[WHAT YOU SHOULD DO]:
Find every line in the data that contains the word "photo". Return each of those lines.

[Referring expression data]
[Start of section]

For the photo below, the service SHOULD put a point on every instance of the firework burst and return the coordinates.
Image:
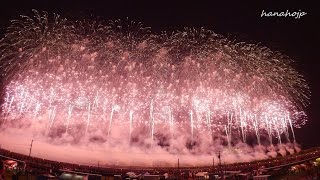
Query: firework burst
(80, 77)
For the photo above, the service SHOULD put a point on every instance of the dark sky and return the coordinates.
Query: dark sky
(297, 38)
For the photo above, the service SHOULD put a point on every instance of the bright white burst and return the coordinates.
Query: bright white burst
(80, 77)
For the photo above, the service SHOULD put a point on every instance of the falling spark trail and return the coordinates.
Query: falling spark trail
(110, 120)
(131, 124)
(91, 76)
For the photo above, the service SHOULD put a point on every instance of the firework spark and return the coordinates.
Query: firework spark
(80, 77)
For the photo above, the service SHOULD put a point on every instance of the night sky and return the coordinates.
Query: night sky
(297, 38)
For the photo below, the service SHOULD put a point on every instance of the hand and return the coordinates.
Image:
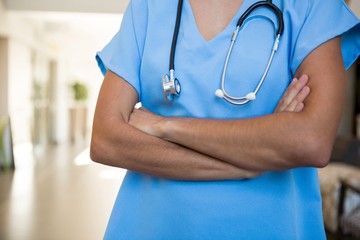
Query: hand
(294, 96)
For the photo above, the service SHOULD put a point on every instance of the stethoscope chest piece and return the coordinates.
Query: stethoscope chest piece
(171, 87)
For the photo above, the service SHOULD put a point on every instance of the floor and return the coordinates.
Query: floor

[End of section]

[ANSWER SECTION]:
For the photo below, the service SHOULD put a point on every instance of the firework burst and return the coordinates.
For the photo above, the service SHOULD put a point on every instance of the dark sky and return the coordinates.
For the photo above, the service SHOULD put a point on every instance of the bright white burst and return the coordinates.
For the photo above, the service SHOULD put a point on every instance of the falling spark trail and return the coordinates.
For the photo above, the service SHOULD put a point on every instance of the firework spark and return the coordinates.
For the photo above, the service SHOULD put a point on every instance of the night sky and return the coordinates.
For the photo below, the service SHOULD put a point on every instance of the hand and return the coordinates.
For the photo above, the service SHOULD put a point on every instance of the stethoscope chest piece and return the coordinates.
For the photo above, the service SHOULD put a point on every instance of the floor and return the coordinates.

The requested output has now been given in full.